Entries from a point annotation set
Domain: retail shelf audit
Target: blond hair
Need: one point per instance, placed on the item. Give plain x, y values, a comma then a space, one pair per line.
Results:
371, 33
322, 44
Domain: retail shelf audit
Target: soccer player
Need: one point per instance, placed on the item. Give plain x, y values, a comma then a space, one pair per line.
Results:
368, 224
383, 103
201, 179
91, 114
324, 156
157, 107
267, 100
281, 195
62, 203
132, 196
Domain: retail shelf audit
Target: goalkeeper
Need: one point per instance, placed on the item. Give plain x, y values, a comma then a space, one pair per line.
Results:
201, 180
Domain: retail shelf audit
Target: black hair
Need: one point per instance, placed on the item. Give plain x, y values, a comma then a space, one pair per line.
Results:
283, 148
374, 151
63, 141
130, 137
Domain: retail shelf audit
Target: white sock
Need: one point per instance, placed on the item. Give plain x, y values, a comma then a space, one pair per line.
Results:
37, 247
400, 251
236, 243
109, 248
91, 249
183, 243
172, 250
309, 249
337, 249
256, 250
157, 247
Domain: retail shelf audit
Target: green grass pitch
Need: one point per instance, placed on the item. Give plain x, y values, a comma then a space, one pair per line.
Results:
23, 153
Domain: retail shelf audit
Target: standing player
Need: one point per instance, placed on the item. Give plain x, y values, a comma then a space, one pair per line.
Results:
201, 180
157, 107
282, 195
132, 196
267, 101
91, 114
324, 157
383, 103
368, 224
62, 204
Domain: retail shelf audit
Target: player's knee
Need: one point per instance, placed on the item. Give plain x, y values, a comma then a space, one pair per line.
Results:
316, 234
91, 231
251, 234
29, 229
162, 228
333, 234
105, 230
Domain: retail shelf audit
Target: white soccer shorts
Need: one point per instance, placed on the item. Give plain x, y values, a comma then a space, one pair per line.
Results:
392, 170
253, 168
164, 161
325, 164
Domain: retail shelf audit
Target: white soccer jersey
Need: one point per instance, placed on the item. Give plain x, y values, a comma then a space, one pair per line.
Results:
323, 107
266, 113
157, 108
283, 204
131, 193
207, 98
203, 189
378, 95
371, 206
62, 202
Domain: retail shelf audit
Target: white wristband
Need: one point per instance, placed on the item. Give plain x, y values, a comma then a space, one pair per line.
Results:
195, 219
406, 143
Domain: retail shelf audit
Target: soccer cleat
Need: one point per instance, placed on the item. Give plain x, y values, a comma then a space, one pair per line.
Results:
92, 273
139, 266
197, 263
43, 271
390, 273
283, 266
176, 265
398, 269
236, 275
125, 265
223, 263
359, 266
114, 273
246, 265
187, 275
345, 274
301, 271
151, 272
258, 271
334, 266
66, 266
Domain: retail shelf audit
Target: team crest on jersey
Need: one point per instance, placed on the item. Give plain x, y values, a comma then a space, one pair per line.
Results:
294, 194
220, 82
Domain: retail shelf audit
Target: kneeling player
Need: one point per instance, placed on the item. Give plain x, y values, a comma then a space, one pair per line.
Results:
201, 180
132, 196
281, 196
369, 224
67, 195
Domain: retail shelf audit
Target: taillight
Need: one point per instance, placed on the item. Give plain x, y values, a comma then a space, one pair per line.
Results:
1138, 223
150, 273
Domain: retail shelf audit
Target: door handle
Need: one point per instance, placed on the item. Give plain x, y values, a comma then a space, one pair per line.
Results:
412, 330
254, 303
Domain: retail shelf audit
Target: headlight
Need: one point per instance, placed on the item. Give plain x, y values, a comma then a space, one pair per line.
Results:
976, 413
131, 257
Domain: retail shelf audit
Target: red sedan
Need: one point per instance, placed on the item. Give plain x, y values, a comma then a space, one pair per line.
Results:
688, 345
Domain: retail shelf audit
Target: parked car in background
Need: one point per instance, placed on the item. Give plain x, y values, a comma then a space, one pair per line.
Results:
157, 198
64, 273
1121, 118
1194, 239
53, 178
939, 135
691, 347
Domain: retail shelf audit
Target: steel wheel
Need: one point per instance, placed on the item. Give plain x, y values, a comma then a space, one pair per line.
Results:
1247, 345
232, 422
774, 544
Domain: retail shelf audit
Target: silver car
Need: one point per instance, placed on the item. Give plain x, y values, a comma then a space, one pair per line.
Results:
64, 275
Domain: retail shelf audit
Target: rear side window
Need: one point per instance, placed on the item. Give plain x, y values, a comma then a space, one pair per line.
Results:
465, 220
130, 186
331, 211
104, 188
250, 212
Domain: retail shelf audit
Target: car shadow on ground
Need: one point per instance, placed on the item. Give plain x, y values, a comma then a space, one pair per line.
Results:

TO DO
The records above should all be quoted exactly, please.

EXERCISE RESULT
Domain: retail shelf audit
Target: blond hair
Need: one point per instance, placed on the item. Give plain x, y values, a comma then a space, one pair per line.
Results:
371, 33
322, 44
Domain: retail shelf audit
Target: soccer player
Need: one point per instance, placed on the item. Give plain x, y values, a comma then a space, one pair per line.
Results:
368, 224
383, 103
201, 179
91, 114
324, 156
157, 107
267, 100
281, 195
62, 203
132, 196
Domain: retail shelf audit
Target: goalkeeper
Need: one point per instance, placed on the item. Give plain x, y values, a comma then a space, one pair per line.
Results:
201, 180
Domain: retail shelf audit
Target: black hair
Need: one point per instance, placed on the item. Give plain x, y values, a comma then a space, one pair per line.
Results:
283, 148
374, 151
63, 141
130, 137
Domain: retail shelf audit
Target: white sock
Need: one point per instance, placed on the item. Give plain x, y values, a comma then a space, one pair per line.
Results:
37, 247
400, 251
236, 243
109, 248
91, 249
183, 243
172, 250
309, 249
337, 249
256, 250
157, 247
Domain: retail shelf audit
Target: green grass pitch
Need: one point per instance, placed on the item. Give plain x, y values, a comma then a space, one pair per line.
Results:
23, 153
Domain: retail shelf audit
Target: standing player
Need: one point per instance, placed on the item. Give plain x, y values, a comma then a space, one pair per line.
Results:
201, 180
157, 107
282, 195
132, 196
267, 101
91, 114
324, 157
383, 103
368, 224
62, 204
Domain: retail shelf audit
Target: player's knee
Need: one point per instance, placed on the item. Give plain x, y values, a comma then a space, one pair per line.
Results:
316, 234
91, 231
251, 234
29, 229
162, 228
333, 234
105, 230
Domain: retail shelf audit
Target: white soccer shorts
Need: one point per instance, placed on the item. Give plain x, y values, a comma then a space, one pair per line.
Results:
392, 170
253, 168
164, 161
325, 164
Domain: retail shelf audit
Target: white soccer jersey
Need: one point per instance, placed on the item. Give plain x, y values, a comma then a space, one pair per line.
Results:
323, 107
266, 113
157, 108
283, 204
131, 193
207, 98
203, 189
378, 95
371, 206
62, 202
Domain: retail shelf audit
Target: white wristband
Need: one point per instance, placed on the item. Give plain x, y values, a comma then a space, one pair per line.
Results:
195, 219
406, 143
Domain: retail shelf audit
Target: soccer cleat
Need: one point per instance, placed on the item. Give plain x, y values, a comma then a space, one pair per line.
Results:
92, 273
139, 266
197, 263
43, 271
390, 273
283, 266
176, 265
398, 269
236, 275
125, 265
223, 263
359, 266
114, 273
246, 265
187, 275
345, 274
301, 271
151, 272
258, 271
334, 266
66, 266
Domain: retail shelf audit
Target: team crest on jersey
Need: one point per instance, placed on the item. Give plain x, y values, a comma then a space, one pair per line.
Results:
294, 194
220, 82
Domain: retail shelf audit
Target: kneeling player
Need: one point per instance, placed on the item. Give plain x, y values, a comma then a space, one pair per line.
Results:
201, 180
132, 196
281, 196
369, 224
67, 195
Domain: retail shelf audit
Target: taillight
Need: one point per instance, placed on the item. Give plain x, y values, a comma then a space, one pair per line.
Results:
1138, 223
150, 273
Domain: retail shelf audit
Target: door handle
Need: one point per instance, placed on the item. Give plain x, y values, a comma then a space, one pair per line.
Results:
412, 330
254, 303
Domain: retail shelf audit
Target: headlight
Need: one point per instance, placed on the item. Give plain x, y values, a comma then a space, one pair per line.
Results:
976, 413
131, 257
Domain: retail shelf audit
Target: red sedan
Need: one point per instance, placed on the item. Give plain x, y values, a comma then a space, one pair per line.
Results:
688, 345
Domain: retail shelf audit
Target: parked car in background
Need: one point per instance, placed on the item. Give plain x, y values, a comma then a space, one pair per line.
Results:
157, 198
64, 273
1121, 118
1194, 239
53, 178
939, 135
691, 347
Domain: retail shelf audit
Target: steel wheel
Need: one point per instance, placed on the item. Give plain x, y values, a comma then a space, one pair per line.
Results:
1247, 345
232, 422
774, 544
Domain: retail shelf audit
Target: silver car
Need: one point per instance, placed on the item. Give plain x, y values, a comma then a space, one pair per line.
Results:
64, 275
Domain: retail shelf audit
Target: rear side window
Need: one point per instance, placed on the item. Give plain x, y values, a comma then a space, one pair per line.
Results:
465, 220
130, 186
331, 211
104, 188
250, 212
Domain: retail shelf audit
Target: car shadow on ground
Need: one point per instance, placed on the item. Give plain x, y values, a comma then a space, one pair per line.
Results:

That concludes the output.